=== RUMUSAN SOAL ===
Tuliskan kembali tanpa perubahan bagian dari bacaan tentang Juliana Tarasen yang dibuka dengan kata-kata yang memuat "Features : Menanti" dan ditutup dengan "keselamatan yang sesungguhnya.".

=== BACAAN YANG DIBERIKAN ===
......

Sabtu, Desember 22, 2007

Features : Menanti Natal di Atas Puing-puing Rumah

Meski kehidupan ekonomi keluarganya, tak seperti tahun sebelumnya. Namun Juliana Tarasen, perempuan asal Serui yang mempunyai dua orang anak dan satu orang cucu itu, tetap merayakan Natal dengan mengucap syukur dan merenungkan makna keselamatan yang sesungguhnya.

Oleh : Defrianti

Sejak 1976 lalu, perempuan asal Ansus, Serui telah menginjakkan kakinya ke kota Jayapura dan bermukim di salah satu kawasan pesisir pantai Hamadi hingga memiliki dua oranak anak serta seorang cucu.
Sebuah rumah, dengan dinding terbuat dari kayu dan atap dari seng aluminium yang terletak dekat pasar membuat perempuan bernama Juliana Tarasen (46) yakin kehidupan ekonomi keluarganya akan membaik.
Namun harapan itu, sirna ketika sang jago merah 2006 melahap pasar sentral Hamadi yang menjadi sumber mata pencahariannya untuk mengais rejeki.
“ Sewaktu pasar belum terbakar, saya biasa jualan sagu dan ikan asap ( asar) tetapi setelah peristiwa itu saya mencuci baju pedagang yang berada disekitar rumah, “ katanya.

......

=== KUMPULAN BARIS ===
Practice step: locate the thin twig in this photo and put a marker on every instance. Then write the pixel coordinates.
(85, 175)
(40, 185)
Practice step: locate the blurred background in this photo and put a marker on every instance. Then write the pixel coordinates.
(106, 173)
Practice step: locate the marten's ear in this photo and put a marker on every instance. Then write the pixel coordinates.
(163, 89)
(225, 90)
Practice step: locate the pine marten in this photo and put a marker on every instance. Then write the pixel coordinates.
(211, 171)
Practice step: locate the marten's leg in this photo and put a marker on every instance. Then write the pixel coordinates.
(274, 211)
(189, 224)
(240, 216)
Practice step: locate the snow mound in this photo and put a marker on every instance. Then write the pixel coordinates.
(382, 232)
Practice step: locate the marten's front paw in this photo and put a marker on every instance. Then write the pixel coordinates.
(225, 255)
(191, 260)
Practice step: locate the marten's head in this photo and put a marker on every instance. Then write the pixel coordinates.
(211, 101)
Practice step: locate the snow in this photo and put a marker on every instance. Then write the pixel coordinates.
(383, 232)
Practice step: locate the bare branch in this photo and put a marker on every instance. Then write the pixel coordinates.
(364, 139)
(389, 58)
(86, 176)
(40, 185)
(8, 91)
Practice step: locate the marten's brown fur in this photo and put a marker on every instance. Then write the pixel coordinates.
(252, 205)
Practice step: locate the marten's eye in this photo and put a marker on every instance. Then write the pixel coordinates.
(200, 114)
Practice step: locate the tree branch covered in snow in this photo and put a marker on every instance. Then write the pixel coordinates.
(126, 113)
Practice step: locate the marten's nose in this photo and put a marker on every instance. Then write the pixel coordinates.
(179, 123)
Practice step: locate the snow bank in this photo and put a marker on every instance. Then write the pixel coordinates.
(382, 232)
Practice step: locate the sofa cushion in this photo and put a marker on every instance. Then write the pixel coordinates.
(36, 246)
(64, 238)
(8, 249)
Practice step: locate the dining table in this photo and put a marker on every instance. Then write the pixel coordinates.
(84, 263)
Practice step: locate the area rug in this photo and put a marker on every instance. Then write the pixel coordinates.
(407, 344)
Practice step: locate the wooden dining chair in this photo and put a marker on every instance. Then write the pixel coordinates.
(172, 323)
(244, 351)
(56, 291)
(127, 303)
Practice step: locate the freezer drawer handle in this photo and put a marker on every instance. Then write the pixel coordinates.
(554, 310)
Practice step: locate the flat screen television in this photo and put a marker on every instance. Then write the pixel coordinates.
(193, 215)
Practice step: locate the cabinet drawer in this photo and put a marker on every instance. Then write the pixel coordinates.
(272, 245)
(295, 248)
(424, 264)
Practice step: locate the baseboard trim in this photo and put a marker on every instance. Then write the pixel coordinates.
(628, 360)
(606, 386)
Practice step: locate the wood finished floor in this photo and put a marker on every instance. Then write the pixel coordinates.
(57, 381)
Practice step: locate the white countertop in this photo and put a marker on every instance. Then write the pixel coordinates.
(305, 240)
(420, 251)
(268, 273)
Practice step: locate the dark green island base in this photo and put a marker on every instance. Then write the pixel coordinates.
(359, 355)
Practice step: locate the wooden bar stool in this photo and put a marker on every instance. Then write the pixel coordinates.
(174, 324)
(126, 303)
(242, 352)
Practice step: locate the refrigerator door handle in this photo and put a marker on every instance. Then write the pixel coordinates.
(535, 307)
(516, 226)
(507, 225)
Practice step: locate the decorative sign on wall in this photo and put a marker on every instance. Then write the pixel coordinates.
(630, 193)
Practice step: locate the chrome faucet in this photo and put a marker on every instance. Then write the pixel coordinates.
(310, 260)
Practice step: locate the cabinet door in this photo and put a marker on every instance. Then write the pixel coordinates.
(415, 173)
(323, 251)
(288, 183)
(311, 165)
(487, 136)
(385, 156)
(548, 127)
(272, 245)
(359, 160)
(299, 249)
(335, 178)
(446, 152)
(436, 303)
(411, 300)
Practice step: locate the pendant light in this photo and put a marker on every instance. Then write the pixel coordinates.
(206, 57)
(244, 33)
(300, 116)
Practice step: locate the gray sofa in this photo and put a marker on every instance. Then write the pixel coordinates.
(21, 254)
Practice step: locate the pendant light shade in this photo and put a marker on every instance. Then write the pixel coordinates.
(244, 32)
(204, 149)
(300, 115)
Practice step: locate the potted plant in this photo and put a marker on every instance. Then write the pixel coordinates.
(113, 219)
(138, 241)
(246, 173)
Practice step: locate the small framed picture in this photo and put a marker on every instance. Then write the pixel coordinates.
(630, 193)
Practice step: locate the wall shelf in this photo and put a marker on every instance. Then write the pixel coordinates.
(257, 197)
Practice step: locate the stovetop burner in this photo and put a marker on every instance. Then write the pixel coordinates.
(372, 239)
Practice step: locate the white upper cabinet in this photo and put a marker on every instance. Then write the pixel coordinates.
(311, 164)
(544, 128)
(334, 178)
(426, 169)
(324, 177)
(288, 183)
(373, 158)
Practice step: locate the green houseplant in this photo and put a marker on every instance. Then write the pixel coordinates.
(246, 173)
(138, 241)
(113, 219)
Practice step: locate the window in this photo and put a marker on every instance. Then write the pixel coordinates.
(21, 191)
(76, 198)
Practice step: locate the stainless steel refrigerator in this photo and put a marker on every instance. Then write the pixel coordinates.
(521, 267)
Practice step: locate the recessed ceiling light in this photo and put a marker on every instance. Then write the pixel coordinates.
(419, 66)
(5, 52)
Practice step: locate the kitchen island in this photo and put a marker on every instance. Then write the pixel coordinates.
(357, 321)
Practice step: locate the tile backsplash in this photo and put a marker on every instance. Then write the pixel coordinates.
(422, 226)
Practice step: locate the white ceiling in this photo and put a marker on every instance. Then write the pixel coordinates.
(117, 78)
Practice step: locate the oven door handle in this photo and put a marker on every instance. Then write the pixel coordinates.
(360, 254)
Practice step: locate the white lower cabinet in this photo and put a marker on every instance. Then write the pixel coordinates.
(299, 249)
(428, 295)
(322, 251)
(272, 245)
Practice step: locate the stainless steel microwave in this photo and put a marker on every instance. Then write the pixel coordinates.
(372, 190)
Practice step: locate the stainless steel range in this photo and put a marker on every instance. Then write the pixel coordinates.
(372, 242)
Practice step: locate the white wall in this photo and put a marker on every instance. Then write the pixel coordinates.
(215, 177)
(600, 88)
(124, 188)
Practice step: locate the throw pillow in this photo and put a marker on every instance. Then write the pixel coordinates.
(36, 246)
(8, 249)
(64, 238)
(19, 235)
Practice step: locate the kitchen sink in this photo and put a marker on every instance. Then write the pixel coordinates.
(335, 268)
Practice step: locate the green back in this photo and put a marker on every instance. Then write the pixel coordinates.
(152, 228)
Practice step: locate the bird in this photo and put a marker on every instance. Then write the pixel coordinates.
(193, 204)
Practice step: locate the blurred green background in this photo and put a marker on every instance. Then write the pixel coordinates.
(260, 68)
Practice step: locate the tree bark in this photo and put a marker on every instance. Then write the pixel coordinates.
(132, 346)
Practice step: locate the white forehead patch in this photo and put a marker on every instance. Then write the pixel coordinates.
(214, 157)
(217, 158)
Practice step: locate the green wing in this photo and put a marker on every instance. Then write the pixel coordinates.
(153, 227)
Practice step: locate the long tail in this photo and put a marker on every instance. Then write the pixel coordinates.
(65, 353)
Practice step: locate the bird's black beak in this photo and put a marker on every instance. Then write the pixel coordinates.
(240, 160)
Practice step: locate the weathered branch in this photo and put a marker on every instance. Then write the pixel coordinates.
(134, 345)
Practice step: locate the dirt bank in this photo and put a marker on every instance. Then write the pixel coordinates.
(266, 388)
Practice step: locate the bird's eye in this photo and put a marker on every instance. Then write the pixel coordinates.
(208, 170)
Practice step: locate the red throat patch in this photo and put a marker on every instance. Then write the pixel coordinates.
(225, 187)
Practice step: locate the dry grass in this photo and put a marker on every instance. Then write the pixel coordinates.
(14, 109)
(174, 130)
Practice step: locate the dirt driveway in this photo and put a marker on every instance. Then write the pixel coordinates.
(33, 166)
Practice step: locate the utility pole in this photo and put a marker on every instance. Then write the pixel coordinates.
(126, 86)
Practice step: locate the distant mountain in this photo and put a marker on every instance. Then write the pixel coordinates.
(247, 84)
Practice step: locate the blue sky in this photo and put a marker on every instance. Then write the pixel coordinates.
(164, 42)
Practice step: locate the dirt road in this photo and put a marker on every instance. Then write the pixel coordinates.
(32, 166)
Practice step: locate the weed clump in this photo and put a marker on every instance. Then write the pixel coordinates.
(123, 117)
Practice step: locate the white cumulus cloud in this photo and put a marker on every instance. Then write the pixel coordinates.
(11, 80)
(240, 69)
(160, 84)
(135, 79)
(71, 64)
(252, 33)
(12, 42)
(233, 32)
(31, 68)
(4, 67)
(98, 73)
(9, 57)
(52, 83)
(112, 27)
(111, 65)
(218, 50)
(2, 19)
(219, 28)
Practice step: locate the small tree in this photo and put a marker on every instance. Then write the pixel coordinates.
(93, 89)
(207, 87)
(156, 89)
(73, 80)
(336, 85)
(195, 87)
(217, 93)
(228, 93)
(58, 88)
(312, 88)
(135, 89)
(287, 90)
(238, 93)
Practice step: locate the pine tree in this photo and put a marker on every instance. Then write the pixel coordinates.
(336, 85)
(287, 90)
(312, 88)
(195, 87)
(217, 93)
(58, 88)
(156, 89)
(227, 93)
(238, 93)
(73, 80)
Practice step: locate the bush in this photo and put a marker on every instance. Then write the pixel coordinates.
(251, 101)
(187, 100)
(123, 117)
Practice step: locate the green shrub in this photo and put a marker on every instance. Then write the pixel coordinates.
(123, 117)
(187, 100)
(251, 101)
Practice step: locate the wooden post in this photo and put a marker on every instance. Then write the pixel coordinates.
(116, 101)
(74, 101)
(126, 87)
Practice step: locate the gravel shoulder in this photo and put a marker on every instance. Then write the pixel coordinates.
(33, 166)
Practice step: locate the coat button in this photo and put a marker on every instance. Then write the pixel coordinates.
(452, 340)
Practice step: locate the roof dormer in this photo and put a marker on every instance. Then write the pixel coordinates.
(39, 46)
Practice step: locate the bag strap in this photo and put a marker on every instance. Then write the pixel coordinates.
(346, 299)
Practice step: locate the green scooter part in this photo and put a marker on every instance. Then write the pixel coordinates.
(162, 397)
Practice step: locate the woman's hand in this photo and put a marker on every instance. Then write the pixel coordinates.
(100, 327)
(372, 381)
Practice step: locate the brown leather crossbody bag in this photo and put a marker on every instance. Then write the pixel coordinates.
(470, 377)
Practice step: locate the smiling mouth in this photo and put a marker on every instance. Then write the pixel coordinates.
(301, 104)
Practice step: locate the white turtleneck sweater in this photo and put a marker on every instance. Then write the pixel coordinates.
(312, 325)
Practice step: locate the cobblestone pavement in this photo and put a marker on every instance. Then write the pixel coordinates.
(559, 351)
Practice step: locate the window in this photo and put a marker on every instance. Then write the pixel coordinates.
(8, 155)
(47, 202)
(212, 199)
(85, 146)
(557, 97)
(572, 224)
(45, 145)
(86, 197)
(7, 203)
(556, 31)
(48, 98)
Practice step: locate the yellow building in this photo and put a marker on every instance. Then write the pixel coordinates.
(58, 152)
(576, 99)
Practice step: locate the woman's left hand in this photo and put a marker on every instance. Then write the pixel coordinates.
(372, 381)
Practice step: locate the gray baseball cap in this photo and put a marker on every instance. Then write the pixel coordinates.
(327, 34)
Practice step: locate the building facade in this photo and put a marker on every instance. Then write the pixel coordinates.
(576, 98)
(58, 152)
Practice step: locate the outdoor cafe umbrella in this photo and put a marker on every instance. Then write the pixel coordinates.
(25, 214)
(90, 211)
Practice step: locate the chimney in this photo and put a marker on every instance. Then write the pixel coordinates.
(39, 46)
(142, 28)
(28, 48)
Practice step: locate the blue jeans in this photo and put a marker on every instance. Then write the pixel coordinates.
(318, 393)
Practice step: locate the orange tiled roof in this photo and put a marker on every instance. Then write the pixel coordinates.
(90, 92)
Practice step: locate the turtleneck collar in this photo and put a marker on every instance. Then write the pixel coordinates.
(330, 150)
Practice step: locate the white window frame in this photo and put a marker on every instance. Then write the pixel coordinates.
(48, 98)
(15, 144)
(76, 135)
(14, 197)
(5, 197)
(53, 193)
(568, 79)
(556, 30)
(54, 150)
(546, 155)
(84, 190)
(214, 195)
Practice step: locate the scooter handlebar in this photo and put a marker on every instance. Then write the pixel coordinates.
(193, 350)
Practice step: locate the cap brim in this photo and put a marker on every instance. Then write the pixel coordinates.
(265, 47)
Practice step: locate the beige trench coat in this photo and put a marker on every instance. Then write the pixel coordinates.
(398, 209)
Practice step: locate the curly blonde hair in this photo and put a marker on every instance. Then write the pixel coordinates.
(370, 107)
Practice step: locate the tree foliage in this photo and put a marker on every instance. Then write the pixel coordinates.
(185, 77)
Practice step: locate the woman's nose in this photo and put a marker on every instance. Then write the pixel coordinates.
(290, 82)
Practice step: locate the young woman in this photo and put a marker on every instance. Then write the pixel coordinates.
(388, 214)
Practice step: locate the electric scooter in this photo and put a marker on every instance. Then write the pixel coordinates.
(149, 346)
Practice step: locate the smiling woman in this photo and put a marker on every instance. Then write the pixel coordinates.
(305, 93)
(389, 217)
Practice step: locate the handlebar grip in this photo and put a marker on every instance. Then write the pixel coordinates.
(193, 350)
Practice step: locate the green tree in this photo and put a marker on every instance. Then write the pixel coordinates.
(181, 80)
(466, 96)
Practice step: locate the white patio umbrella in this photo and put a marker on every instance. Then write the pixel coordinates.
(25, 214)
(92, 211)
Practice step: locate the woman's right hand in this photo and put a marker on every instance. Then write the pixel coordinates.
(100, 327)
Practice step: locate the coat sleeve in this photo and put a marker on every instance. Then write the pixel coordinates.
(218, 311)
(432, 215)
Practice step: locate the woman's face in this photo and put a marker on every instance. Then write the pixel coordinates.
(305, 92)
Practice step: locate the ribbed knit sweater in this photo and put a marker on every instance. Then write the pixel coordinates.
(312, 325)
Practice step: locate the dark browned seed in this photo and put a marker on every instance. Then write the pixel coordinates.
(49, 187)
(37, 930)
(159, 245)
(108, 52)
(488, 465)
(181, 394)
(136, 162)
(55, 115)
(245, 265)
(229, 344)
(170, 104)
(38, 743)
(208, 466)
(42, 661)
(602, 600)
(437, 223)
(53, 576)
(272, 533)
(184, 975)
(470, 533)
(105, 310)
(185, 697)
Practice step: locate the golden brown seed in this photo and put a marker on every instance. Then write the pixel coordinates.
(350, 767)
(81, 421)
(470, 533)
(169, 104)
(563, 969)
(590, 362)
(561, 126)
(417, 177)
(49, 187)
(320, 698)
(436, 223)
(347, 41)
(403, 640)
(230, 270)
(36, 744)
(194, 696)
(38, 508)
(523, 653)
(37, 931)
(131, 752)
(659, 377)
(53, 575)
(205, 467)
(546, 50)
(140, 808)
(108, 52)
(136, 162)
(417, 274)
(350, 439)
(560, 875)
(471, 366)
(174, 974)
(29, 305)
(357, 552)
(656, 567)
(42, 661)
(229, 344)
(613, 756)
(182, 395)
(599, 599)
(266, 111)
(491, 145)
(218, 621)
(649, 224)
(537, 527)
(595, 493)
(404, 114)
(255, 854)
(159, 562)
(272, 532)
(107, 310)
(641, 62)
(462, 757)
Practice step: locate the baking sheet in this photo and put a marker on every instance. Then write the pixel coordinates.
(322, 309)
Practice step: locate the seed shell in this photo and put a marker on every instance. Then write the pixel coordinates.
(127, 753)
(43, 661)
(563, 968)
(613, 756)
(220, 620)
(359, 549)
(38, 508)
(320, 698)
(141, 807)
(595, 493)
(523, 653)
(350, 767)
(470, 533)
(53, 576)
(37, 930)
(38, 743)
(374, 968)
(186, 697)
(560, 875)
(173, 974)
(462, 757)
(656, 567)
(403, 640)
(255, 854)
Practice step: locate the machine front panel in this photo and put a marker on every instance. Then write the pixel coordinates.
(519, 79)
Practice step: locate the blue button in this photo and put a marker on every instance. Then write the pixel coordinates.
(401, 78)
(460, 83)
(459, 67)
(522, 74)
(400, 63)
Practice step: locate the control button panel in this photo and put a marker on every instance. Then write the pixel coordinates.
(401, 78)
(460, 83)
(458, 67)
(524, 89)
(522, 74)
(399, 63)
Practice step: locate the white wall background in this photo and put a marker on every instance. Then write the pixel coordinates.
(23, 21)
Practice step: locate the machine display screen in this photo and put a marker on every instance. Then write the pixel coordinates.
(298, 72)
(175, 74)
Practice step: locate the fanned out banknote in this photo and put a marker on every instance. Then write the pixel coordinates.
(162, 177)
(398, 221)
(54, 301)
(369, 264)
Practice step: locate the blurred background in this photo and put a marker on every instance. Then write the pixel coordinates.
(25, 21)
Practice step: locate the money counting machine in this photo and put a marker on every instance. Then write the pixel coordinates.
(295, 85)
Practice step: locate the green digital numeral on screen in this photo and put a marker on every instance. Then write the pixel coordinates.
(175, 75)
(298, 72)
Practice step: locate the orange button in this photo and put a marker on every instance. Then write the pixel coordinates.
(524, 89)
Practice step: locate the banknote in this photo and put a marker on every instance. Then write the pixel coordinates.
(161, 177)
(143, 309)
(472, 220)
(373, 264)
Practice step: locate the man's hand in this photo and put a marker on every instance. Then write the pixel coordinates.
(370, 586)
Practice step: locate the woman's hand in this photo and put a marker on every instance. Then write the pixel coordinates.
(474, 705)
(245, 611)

......

=== HASIL PENGERJAAN ===
Features : Menanti Natal di Atas Puing-puing Rumah

Meski kehidupan ekonomi keluarganya, tak seperti tahun sebelumnya. Namun Juliana Tarasen, perempuan asal Serui yang mempunyai dua orang anak dan satu orang cucu itu, tetap merayakan Natal dengan mengucap syukur dan merenungkan makna keselamatan yang sesungguhnya.